WORK REQUIRED:
Pull out every line of the data below and repeat it word for word, leaving out the pictures.
------ INPUT RECORDS
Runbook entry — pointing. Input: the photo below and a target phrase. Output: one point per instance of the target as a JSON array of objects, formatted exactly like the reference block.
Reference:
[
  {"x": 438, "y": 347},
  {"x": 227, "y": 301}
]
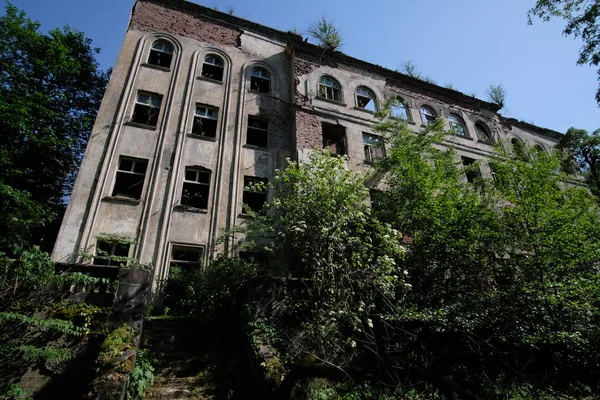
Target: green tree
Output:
[
  {"x": 583, "y": 20},
  {"x": 51, "y": 88}
]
------------
TASK ANSWER:
Runbook entry — pointing. Input: the photo below and a target phrase. Output: one point per instance of the target as a JSON array of objects, formatted exactly like the reference block.
Reference:
[
  {"x": 438, "y": 347},
  {"x": 227, "y": 301}
]
Target: green tree
Output:
[
  {"x": 583, "y": 20},
  {"x": 51, "y": 88}
]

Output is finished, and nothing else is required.